=== ABOUT THIS TASK ===
Write out the listing below from the line containing "the red radish." to its last line, unaltered, ends included.

=== RECORDS TO USE ===

• • •

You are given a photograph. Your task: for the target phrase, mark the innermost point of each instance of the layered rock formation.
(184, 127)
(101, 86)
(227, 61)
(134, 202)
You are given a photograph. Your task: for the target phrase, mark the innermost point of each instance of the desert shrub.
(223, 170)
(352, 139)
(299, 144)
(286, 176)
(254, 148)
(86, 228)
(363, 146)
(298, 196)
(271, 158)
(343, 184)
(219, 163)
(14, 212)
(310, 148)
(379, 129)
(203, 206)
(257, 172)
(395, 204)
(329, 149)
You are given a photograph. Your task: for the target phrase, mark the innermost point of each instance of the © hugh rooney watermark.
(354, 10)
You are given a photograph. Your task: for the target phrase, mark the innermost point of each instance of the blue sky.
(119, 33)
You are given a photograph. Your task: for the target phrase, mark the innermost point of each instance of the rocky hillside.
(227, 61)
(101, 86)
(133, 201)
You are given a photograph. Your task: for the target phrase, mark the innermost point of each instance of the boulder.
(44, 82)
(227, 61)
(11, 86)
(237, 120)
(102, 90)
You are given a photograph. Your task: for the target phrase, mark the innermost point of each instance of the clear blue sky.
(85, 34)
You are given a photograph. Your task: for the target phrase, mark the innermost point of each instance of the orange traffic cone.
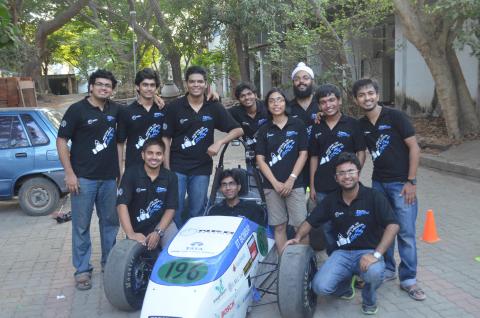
(430, 230)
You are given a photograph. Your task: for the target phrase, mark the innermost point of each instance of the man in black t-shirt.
(147, 198)
(141, 120)
(390, 138)
(189, 139)
(250, 114)
(364, 225)
(91, 167)
(232, 205)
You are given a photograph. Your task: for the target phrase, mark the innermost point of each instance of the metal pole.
(133, 15)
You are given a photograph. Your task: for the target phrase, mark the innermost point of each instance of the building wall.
(414, 85)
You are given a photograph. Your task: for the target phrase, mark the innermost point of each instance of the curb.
(449, 166)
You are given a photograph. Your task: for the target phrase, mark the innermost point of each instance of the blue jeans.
(335, 275)
(197, 189)
(406, 216)
(102, 194)
(327, 227)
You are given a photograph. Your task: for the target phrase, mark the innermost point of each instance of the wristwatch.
(412, 181)
(160, 232)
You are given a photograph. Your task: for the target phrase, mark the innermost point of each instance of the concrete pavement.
(36, 272)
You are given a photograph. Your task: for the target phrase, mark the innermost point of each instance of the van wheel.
(38, 196)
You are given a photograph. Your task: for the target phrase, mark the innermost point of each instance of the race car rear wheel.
(297, 267)
(126, 274)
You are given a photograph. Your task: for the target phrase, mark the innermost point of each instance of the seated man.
(147, 198)
(364, 225)
(230, 186)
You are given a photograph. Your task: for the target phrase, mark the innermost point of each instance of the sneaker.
(351, 293)
(369, 310)
(389, 276)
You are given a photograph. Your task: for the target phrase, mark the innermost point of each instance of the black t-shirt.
(192, 133)
(147, 200)
(327, 144)
(248, 209)
(250, 125)
(307, 116)
(136, 125)
(385, 141)
(281, 148)
(93, 153)
(358, 226)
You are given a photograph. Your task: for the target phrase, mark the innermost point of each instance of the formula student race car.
(216, 266)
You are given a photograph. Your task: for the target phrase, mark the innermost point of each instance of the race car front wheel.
(127, 273)
(297, 267)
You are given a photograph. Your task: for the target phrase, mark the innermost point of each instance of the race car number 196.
(182, 271)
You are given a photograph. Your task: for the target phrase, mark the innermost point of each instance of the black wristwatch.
(412, 181)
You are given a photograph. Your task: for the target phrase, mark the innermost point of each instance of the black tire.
(126, 274)
(38, 196)
(297, 267)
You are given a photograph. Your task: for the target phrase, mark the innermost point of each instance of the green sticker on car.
(184, 271)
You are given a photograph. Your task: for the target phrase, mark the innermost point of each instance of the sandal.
(415, 292)
(83, 281)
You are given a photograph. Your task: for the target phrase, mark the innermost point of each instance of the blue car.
(29, 164)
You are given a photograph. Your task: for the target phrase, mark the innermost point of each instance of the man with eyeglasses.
(364, 226)
(91, 168)
(142, 120)
(334, 134)
(232, 205)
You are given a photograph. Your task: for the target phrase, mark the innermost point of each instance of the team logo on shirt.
(281, 152)
(107, 137)
(152, 208)
(291, 133)
(382, 143)
(341, 134)
(160, 189)
(361, 212)
(384, 127)
(196, 137)
(332, 151)
(354, 232)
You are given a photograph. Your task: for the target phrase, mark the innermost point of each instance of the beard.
(302, 94)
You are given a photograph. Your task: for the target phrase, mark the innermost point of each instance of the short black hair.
(364, 82)
(102, 74)
(348, 157)
(326, 90)
(243, 86)
(147, 73)
(195, 69)
(153, 142)
(229, 173)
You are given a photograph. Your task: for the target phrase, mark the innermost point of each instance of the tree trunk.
(241, 55)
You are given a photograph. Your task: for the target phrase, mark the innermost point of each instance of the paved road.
(36, 274)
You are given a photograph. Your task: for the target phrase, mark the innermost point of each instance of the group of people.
(305, 142)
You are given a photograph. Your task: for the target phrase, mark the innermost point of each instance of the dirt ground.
(431, 132)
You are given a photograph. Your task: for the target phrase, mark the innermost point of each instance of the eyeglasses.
(228, 184)
(276, 100)
(103, 85)
(304, 77)
(349, 173)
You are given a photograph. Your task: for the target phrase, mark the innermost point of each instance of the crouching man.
(364, 226)
(147, 199)
(232, 205)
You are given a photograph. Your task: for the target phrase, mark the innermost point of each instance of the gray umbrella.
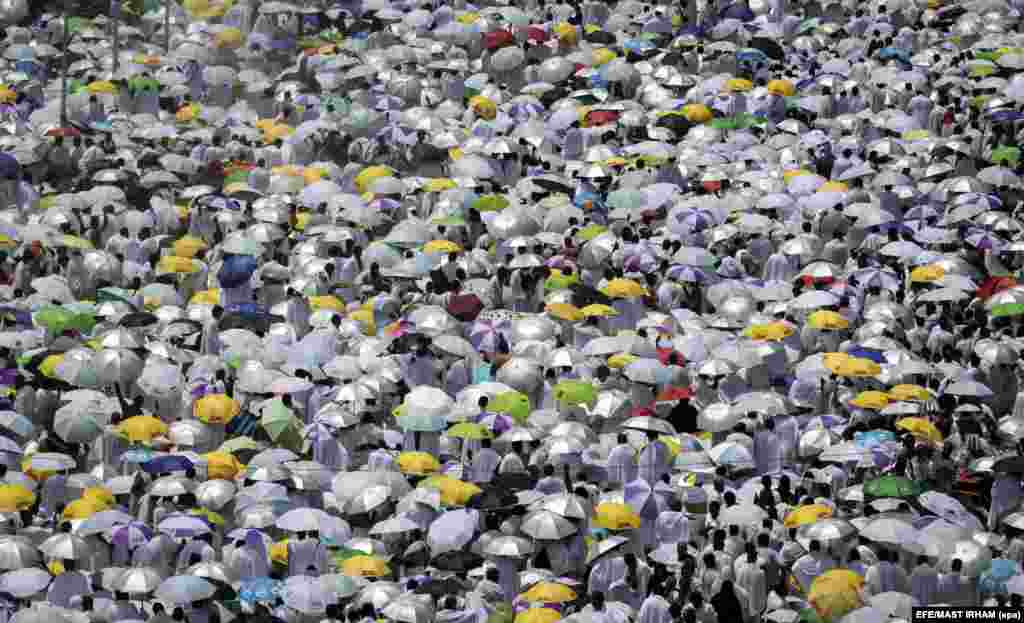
(546, 526)
(509, 547)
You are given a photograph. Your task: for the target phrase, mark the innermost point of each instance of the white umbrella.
(184, 589)
(452, 531)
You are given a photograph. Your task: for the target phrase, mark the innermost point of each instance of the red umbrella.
(538, 34)
(670, 395)
(664, 355)
(497, 39)
(994, 285)
(596, 118)
(66, 132)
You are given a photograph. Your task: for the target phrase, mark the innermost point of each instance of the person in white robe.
(1006, 496)
(925, 583)
(752, 578)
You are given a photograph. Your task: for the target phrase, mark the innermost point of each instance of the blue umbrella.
(259, 589)
(876, 356)
(873, 439)
(236, 271)
(9, 169)
(166, 463)
(994, 579)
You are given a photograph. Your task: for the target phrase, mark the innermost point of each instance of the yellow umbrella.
(909, 392)
(624, 288)
(100, 494)
(483, 107)
(781, 87)
(599, 310)
(928, 274)
(188, 246)
(187, 113)
(214, 517)
(538, 615)
(564, 312)
(549, 592)
(770, 331)
(288, 169)
(327, 301)
(419, 463)
(827, 321)
(368, 175)
(612, 515)
(49, 366)
(441, 246)
(222, 465)
(83, 508)
(313, 174)
(102, 87)
(14, 498)
(365, 567)
(621, 360)
(738, 85)
(276, 132)
(921, 428)
(37, 474)
(834, 187)
(807, 514)
(230, 38)
(870, 400)
(603, 56)
(141, 428)
(469, 430)
(854, 367)
(206, 297)
(216, 409)
(835, 593)
(438, 184)
(147, 59)
(454, 492)
(566, 34)
(696, 113)
(177, 265)
(279, 552)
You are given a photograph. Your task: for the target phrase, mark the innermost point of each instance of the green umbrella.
(738, 122)
(560, 282)
(627, 199)
(514, 404)
(451, 220)
(893, 487)
(1008, 309)
(58, 320)
(239, 177)
(139, 84)
(118, 295)
(491, 203)
(278, 419)
(591, 232)
(576, 392)
(1006, 154)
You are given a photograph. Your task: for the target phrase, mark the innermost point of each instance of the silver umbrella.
(16, 552)
(67, 547)
(138, 580)
(184, 589)
(564, 504)
(509, 547)
(546, 526)
(215, 494)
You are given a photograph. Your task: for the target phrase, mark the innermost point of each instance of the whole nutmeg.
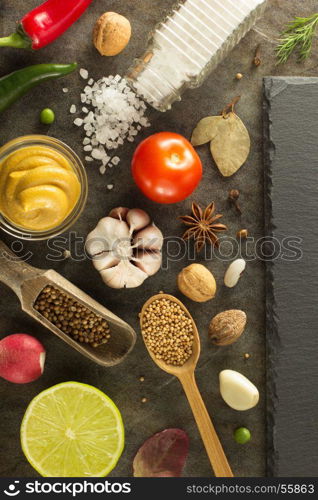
(111, 34)
(197, 283)
(227, 327)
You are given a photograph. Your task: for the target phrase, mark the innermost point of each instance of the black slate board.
(291, 171)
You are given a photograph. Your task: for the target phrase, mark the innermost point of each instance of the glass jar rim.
(20, 142)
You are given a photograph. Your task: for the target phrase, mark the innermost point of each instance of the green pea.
(242, 435)
(47, 116)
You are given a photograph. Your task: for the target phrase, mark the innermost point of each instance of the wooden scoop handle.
(209, 436)
(14, 271)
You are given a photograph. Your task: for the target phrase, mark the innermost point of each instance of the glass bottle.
(188, 45)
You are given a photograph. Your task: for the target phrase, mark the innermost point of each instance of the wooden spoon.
(185, 374)
(27, 282)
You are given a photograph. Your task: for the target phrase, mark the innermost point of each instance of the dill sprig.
(298, 35)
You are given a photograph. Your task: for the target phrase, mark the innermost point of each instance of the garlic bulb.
(125, 247)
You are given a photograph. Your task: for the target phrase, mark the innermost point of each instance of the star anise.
(203, 226)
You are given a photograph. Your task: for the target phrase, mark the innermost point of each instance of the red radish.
(22, 358)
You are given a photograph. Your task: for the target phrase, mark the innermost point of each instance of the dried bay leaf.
(206, 130)
(231, 146)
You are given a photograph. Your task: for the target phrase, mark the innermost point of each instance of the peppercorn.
(61, 309)
(234, 195)
(168, 332)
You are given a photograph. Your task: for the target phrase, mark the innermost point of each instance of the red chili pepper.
(45, 23)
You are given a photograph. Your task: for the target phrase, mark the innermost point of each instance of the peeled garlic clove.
(124, 275)
(105, 260)
(149, 262)
(137, 219)
(237, 391)
(119, 213)
(150, 238)
(234, 272)
(105, 235)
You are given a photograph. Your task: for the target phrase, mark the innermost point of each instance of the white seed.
(234, 272)
(78, 122)
(237, 390)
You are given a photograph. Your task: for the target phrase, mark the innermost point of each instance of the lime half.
(72, 430)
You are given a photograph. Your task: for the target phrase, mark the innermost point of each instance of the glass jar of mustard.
(43, 187)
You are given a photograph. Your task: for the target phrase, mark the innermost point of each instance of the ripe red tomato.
(166, 167)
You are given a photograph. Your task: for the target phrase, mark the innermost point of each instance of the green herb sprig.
(298, 35)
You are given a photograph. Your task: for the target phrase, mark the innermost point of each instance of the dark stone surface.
(121, 383)
(291, 172)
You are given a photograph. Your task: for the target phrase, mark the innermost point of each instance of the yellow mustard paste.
(38, 188)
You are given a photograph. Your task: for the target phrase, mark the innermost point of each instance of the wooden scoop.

• • •

=== RESULT OF THIS TASK ===
You are given a photograph. Your task: for the target phrase, mark the innermost point of each instance of the red radish.
(22, 358)
You are given a photograph. Your task: for the target phrase, mark the innermost point of each instance of the dried bay leaf.
(206, 130)
(231, 146)
You are given a photograph. Your task: for the target phrase, mark the innermost point of each instance of the peppercorn.
(61, 309)
(234, 195)
(168, 332)
You are given a photograph. Your task: for the target phrase, mark the innermost point of each instance of the red chili pepper.
(45, 23)
You are given a photograph. Your task: for the target phrase, mark the innermost point of each instance of the peeled garlic clove.
(124, 275)
(105, 260)
(149, 262)
(137, 219)
(237, 391)
(119, 213)
(150, 238)
(234, 272)
(105, 235)
You are given a photograph. Your task: for the target phrase, mark the innermost point of each instance of the white seed.
(234, 272)
(78, 122)
(237, 390)
You are given a photograph. Your task: for the target phrase, mark the innermost point of each instance of the lime half.
(72, 430)
You are given a photograph. Your task: for the target phrase, mark the innermost point of each instance of the glass jar of mustard.
(43, 187)
You are given a photograph. Your task: for the target phrase, mark the innermost point of each instance of the ripe red tomato.
(166, 167)
You are given a photograph. Your task: for the target phrase, mark the innermost point of each instance of the green herb sprig.
(298, 35)
You are given a photograph. Your task: for the target phrase, mark the innermost point of each instance of the dark stone surface.
(121, 383)
(291, 172)
You are given a photograph. Your task: for the target phrase, mark the innermost point of each instance of the yellow mustard paste.
(38, 188)
You are given a photograph. Your task: for the target phrase, mark the innermost point of each instance of the wooden scoop.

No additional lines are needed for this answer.